Exercise. Can you give these lines again, each one unchanged?

Working data.
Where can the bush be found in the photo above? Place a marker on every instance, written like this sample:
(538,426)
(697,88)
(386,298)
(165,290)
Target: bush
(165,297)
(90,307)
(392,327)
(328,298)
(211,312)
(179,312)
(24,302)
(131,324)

Response to this exercise.
Where can the bush be found in the photo above? Place a marker on every instance, written like this sample:
(538,426)
(697,88)
(386,298)
(165,290)
Target: bush
(165,297)
(90,307)
(392,327)
(328,298)
(211,312)
(179,312)
(24,302)
(131,324)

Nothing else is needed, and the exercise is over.